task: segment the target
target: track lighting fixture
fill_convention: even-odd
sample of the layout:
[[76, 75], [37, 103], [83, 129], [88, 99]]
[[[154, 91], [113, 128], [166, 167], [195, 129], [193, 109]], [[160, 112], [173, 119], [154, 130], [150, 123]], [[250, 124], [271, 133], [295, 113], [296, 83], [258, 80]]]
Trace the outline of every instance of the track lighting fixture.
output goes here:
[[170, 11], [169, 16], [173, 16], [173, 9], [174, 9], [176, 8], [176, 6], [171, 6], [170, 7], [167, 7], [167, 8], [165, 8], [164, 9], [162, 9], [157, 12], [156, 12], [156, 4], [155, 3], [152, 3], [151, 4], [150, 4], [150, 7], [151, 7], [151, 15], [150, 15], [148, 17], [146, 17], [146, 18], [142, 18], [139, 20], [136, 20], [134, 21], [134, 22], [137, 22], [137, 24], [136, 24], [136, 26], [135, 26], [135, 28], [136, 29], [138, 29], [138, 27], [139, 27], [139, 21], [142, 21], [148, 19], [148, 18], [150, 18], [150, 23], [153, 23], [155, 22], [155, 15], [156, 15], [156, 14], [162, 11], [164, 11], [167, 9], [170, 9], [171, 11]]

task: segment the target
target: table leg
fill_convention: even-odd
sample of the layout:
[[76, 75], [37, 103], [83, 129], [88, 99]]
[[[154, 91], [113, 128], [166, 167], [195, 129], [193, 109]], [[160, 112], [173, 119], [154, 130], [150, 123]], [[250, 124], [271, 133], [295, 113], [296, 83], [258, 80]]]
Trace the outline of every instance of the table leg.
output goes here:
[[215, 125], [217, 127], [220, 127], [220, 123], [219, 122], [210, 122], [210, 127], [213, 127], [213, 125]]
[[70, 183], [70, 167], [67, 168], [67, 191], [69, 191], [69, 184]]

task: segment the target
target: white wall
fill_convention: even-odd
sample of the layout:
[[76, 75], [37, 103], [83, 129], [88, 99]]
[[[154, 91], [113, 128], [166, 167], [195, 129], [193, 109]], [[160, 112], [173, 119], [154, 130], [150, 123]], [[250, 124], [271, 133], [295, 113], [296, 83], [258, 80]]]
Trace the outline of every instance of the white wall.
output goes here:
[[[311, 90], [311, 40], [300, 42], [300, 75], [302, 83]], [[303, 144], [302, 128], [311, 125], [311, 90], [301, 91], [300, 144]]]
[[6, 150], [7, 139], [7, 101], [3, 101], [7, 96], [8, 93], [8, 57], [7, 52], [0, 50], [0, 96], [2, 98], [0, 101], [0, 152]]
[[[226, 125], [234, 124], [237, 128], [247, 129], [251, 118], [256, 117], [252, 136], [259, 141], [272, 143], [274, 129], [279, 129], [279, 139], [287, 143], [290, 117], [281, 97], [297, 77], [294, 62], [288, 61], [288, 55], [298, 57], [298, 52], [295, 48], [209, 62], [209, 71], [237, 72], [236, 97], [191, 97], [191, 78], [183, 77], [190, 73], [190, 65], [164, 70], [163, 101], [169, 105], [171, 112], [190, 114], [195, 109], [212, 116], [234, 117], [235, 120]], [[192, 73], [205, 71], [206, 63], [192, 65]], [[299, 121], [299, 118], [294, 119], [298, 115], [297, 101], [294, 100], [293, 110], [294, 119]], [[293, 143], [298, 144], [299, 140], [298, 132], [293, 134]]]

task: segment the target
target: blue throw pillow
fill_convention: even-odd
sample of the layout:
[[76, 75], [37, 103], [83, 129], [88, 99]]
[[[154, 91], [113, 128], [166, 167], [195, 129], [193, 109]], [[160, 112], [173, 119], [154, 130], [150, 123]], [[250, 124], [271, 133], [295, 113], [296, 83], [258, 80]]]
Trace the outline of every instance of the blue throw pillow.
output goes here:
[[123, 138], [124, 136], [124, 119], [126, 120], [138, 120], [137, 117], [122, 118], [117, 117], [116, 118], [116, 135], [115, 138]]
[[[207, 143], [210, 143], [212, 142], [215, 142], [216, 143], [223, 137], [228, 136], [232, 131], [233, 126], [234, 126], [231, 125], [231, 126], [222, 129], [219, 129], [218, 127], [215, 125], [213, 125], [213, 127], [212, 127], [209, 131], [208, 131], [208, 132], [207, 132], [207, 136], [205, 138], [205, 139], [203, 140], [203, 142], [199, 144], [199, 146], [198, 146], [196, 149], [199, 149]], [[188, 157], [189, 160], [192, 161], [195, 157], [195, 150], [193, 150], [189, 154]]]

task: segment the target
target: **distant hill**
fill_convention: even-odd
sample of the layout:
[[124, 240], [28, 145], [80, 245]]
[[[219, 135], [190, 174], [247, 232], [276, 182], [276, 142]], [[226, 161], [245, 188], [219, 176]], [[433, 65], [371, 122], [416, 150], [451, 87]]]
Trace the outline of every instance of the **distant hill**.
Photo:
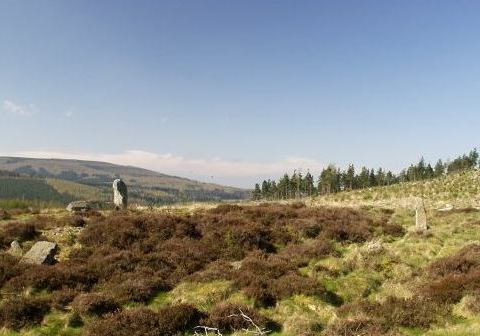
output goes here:
[[151, 170], [106, 162], [0, 157], [0, 198], [66, 203], [109, 201], [112, 181], [122, 178], [131, 202], [169, 204], [250, 197], [245, 189], [202, 183]]

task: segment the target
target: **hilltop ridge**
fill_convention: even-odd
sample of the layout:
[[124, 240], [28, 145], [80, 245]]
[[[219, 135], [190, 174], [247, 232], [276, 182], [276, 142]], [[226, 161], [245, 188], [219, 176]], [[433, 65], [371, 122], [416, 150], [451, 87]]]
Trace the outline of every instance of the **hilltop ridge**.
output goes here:
[[[1, 177], [2, 184], [9, 186], [4, 188], [1, 198], [23, 196], [20, 198], [63, 202], [78, 198], [108, 200], [111, 183], [117, 177], [121, 177], [128, 184], [131, 200], [141, 204], [221, 201], [249, 197], [249, 192], [245, 189], [98, 161], [0, 157], [0, 171], [20, 174], [19, 177]], [[50, 194], [56, 192], [59, 195], [43, 199], [42, 194], [35, 193], [30, 197], [29, 190], [40, 185], [43, 189], [53, 189], [49, 191]]]

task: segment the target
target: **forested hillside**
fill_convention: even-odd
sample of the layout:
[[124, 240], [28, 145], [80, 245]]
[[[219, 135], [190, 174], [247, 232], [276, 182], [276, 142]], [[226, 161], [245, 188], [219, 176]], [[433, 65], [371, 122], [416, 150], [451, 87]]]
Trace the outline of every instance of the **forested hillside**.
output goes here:
[[401, 170], [399, 174], [394, 174], [384, 168], [375, 170], [367, 167], [362, 167], [357, 172], [353, 164], [342, 170], [331, 164], [323, 169], [317, 179], [310, 172], [302, 175], [295, 171], [291, 176], [285, 174], [278, 181], [264, 180], [261, 184], [257, 183], [253, 198], [257, 200], [291, 199], [388, 186], [402, 182], [424, 181], [471, 170], [478, 167], [479, 163], [478, 151], [474, 149], [468, 155], [461, 155], [452, 161], [438, 160], [433, 166], [422, 158], [417, 164]]
[[202, 183], [105, 162], [0, 157], [0, 198], [63, 204], [72, 199], [108, 201], [122, 178], [132, 202], [143, 205], [250, 197], [247, 190]]

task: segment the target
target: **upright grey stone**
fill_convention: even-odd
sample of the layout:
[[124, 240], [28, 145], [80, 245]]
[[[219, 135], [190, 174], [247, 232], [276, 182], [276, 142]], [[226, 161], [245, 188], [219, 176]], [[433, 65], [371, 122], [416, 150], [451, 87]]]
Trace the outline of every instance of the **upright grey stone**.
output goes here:
[[113, 181], [113, 203], [117, 210], [128, 206], [127, 185], [121, 179]]
[[47, 241], [39, 241], [32, 246], [30, 251], [25, 253], [21, 262], [26, 264], [53, 265], [56, 262], [55, 254], [57, 253], [57, 250], [57, 244]]
[[7, 251], [7, 253], [15, 257], [21, 257], [23, 255], [23, 250], [18, 241], [14, 240], [10, 244], [10, 249]]
[[423, 199], [421, 198], [418, 198], [416, 200], [415, 229], [416, 231], [420, 231], [420, 232], [428, 230], [427, 214], [425, 212], [425, 205], [423, 203]]

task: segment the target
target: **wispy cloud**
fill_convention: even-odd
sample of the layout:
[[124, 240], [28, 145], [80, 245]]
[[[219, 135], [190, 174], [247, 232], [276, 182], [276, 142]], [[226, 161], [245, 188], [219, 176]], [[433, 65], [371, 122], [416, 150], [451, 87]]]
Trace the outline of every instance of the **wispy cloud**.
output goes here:
[[29, 117], [37, 112], [37, 108], [33, 104], [21, 105], [5, 99], [3, 101], [3, 110], [8, 114]]
[[128, 150], [116, 154], [68, 153], [55, 151], [22, 151], [0, 155], [35, 158], [65, 158], [106, 161], [142, 167], [157, 172], [214, 181], [242, 187], [251, 187], [259, 179], [277, 178], [285, 172], [309, 169], [317, 174], [325, 165], [314, 159], [289, 157], [272, 162], [235, 161], [222, 158], [186, 158], [174, 154], [157, 154], [142, 150]]

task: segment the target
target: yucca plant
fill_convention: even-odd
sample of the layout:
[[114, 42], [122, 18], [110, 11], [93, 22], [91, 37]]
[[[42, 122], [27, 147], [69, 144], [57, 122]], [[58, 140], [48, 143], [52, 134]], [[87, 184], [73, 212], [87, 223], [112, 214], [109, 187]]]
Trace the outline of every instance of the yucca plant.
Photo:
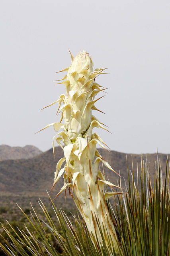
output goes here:
[[[8, 256], [60, 255], [58, 248], [52, 243], [53, 238], [62, 249], [62, 255], [170, 256], [170, 172], [169, 167], [169, 170], [168, 168], [168, 159], [165, 177], [162, 176], [159, 165], [156, 170], [157, 171], [155, 172], [153, 184], [151, 184], [147, 165], [144, 163], [143, 167], [142, 162], [141, 164], [141, 181], [139, 184], [138, 182], [136, 185], [133, 178], [134, 173], [137, 174], [138, 170], [131, 175], [128, 169], [129, 185], [125, 186], [125, 196], [123, 194], [118, 194], [118, 202], [115, 198], [113, 210], [109, 205], [110, 213], [117, 230], [120, 247], [114, 248], [113, 241], [107, 234], [109, 231], [104, 234], [98, 219], [96, 221], [102, 238], [102, 243], [92, 235], [84, 222], [74, 216], [74, 221], [72, 222], [64, 212], [57, 211], [53, 202], [53, 207], [60, 224], [59, 230], [41, 201], [40, 205], [45, 220], [40, 219], [34, 210], [32, 218], [29, 218], [23, 212], [30, 226], [23, 226], [23, 230], [17, 230], [9, 224], [13, 234], [17, 236], [16, 238], [9, 229], [2, 225], [10, 240], [1, 236], [6, 245], [0, 240], [0, 247]], [[163, 178], [164, 183], [162, 181]], [[141, 193], [139, 192], [139, 188]], [[121, 192], [121, 189], [119, 191]]]
[[[165, 177], [162, 177], [158, 161], [158, 168], [155, 168], [153, 185], [151, 184], [147, 162], [144, 161], [143, 164], [142, 158], [141, 166], [139, 185], [138, 180], [137, 184], [135, 183], [133, 171], [131, 175], [127, 168], [129, 185], [126, 185], [126, 200], [123, 194], [118, 197], [120, 211], [116, 204], [115, 205], [117, 214], [117, 227], [120, 234], [123, 254], [169, 256], [170, 163], [168, 168], [167, 158]], [[138, 176], [138, 168], [136, 173]]]
[[[59, 103], [60, 121], [44, 129], [53, 125], [57, 132], [63, 129], [53, 141], [54, 153], [56, 140], [63, 149], [64, 157], [57, 163], [52, 189], [63, 175], [64, 184], [56, 197], [63, 190], [66, 193], [68, 188], [83, 220], [74, 216], [73, 224], [63, 212], [58, 212], [55, 201], [51, 199], [61, 235], [41, 202], [45, 220], [39, 218], [34, 211], [32, 219], [23, 213], [33, 231], [25, 226], [25, 230], [17, 232], [9, 224], [14, 236], [2, 225], [10, 241], [1, 235], [6, 246], [0, 242], [0, 247], [8, 256], [59, 255], [52, 242], [53, 237], [66, 255], [170, 256], [170, 172], [168, 158], [164, 183], [159, 162], [153, 184], [147, 162], [143, 164], [142, 160], [141, 180], [139, 182], [138, 178], [137, 184], [134, 178], [136, 175], [138, 178], [138, 169], [136, 172], [133, 170], [131, 174], [127, 162], [128, 185], [125, 185], [125, 194], [121, 188], [120, 177], [117, 186], [106, 180], [99, 168], [100, 162], [114, 171], [97, 150], [97, 144], [105, 148], [105, 143], [99, 135], [93, 133], [92, 129], [107, 129], [92, 114], [92, 110], [98, 110], [94, 104], [100, 98], [95, 100], [94, 97], [105, 90], [95, 79], [104, 69], [93, 71], [92, 60], [85, 52], [75, 58], [71, 56], [70, 67], [61, 71], [67, 71], [61, 83], [65, 86], [65, 94], [49, 105]], [[108, 191], [108, 186], [111, 191]], [[113, 196], [115, 196], [112, 206], [109, 200]]]
[[[93, 70], [92, 60], [85, 51], [80, 52], [75, 58], [71, 54], [71, 56], [72, 62], [70, 67], [59, 71], [67, 71], [67, 74], [60, 80], [64, 80], [60, 83], [65, 86], [65, 94], [62, 94], [57, 100], [47, 106], [59, 102], [58, 111], [60, 110], [61, 113], [60, 122], [53, 123], [44, 128], [52, 125], [56, 132], [63, 129], [53, 138], [54, 152], [55, 139], [63, 149], [64, 157], [57, 164], [52, 189], [63, 175], [64, 184], [56, 197], [64, 190], [66, 192], [66, 187], [68, 188], [70, 195], [90, 234], [102, 242], [98, 220], [103, 231], [105, 229], [109, 230], [109, 235], [116, 247], [117, 238], [106, 201], [117, 194], [112, 188], [117, 186], [106, 180], [99, 169], [100, 162], [102, 161], [112, 171], [115, 172], [96, 148], [98, 144], [106, 148], [103, 146], [106, 145], [105, 142], [96, 132], [92, 133], [94, 127], [107, 130], [92, 113], [92, 110], [100, 111], [94, 104], [100, 98], [94, 98], [106, 88], [102, 89], [95, 80], [103, 74], [105, 69]], [[63, 120], [63, 124], [61, 123]], [[65, 146], [64, 148], [61, 141]], [[64, 167], [61, 168], [65, 162]], [[106, 185], [111, 188], [113, 191], [105, 191]], [[105, 232], [104, 234], [106, 239], [106, 234]]]

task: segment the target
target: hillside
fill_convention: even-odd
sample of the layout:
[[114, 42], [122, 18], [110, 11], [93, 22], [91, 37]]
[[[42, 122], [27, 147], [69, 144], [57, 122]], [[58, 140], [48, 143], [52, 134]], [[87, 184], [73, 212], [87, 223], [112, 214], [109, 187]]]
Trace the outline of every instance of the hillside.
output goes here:
[[0, 145], [0, 161], [7, 159], [28, 159], [42, 153], [42, 151], [33, 146], [25, 147], [10, 147], [7, 145]]
[[[120, 170], [122, 187], [124, 187], [123, 180], [127, 182], [126, 154], [116, 151], [111, 152], [102, 149], [99, 149], [103, 158], [117, 172]], [[13, 159], [0, 162], [0, 200], [1, 205], [9, 206], [14, 203], [25, 206], [31, 202], [35, 203], [40, 197], [43, 202], [50, 202], [46, 190], [49, 191], [53, 185], [54, 172], [59, 160], [64, 156], [63, 151], [60, 147], [55, 148], [55, 160], [54, 159], [52, 149], [41, 153], [33, 158], [27, 159]], [[146, 161], [146, 155], [143, 156]], [[164, 176], [167, 156], [159, 154], [163, 176]], [[137, 161], [139, 161], [139, 178], [141, 168], [141, 155], [132, 155], [133, 171], [135, 181], [137, 180]], [[127, 154], [129, 170], [132, 170], [132, 155]], [[157, 168], [157, 155], [148, 154], [147, 163], [152, 182], [154, 181], [155, 163]], [[102, 170], [102, 165], [100, 166]], [[104, 166], [105, 174], [110, 181], [117, 184], [119, 176]], [[60, 190], [63, 184], [61, 178], [55, 185], [51, 195], [53, 199]], [[72, 207], [72, 200], [68, 197], [67, 192], [66, 203], [64, 193], [63, 192], [57, 198], [55, 204], [57, 207], [69, 208]]]

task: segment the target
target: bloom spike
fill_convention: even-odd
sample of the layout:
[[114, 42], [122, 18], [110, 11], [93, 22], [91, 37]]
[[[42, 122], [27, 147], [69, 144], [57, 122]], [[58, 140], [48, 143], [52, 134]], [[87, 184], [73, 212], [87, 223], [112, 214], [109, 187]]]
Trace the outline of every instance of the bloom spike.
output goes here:
[[[109, 131], [103, 126], [105, 125], [92, 115], [93, 110], [102, 112], [94, 104], [104, 96], [96, 99], [95, 97], [99, 92], [106, 92], [104, 91], [107, 88], [95, 80], [100, 75], [104, 74], [106, 69], [101, 67], [93, 70], [93, 61], [89, 54], [84, 51], [80, 52], [74, 58], [69, 52], [71, 65], [57, 72], [67, 71], [67, 74], [61, 79], [56, 80], [58, 84], [65, 86], [65, 94], [62, 94], [59, 100], [47, 106], [59, 102], [57, 113], [61, 113], [59, 122], [53, 123], [42, 129], [53, 125], [56, 132], [60, 129], [63, 130], [57, 134], [53, 140], [54, 153], [55, 139], [63, 148], [64, 158], [57, 163], [52, 189], [63, 175], [64, 185], [55, 198], [64, 190], [66, 193], [67, 187], [70, 196], [72, 196], [92, 235], [100, 242], [102, 241], [99, 225], [105, 234], [106, 231], [111, 230], [113, 239], [117, 239], [106, 200], [117, 193], [104, 190], [106, 186], [110, 186], [112, 189], [112, 186], [118, 187], [105, 180], [99, 170], [100, 162], [102, 161], [107, 168], [119, 174], [96, 148], [97, 144], [105, 149], [107, 149], [103, 144], [107, 146], [99, 135], [93, 133], [95, 127]], [[61, 103], [63, 105], [61, 106]], [[63, 124], [61, 123], [62, 120]], [[65, 146], [64, 148], [61, 141]], [[66, 163], [60, 170], [64, 161]], [[66, 198], [66, 194], [65, 197]]]

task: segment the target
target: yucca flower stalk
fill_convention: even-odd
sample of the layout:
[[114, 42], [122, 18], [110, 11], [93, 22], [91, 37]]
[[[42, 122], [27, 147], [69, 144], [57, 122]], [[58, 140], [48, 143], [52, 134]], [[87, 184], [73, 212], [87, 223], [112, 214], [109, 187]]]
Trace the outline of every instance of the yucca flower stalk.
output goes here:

++++++

Task objective:
Please filter the listing above down to the lines that contain the word "white", treating uppercase and lowercase as different.

Solution:
target: white wall
Trace the outline of every instance of the white wall.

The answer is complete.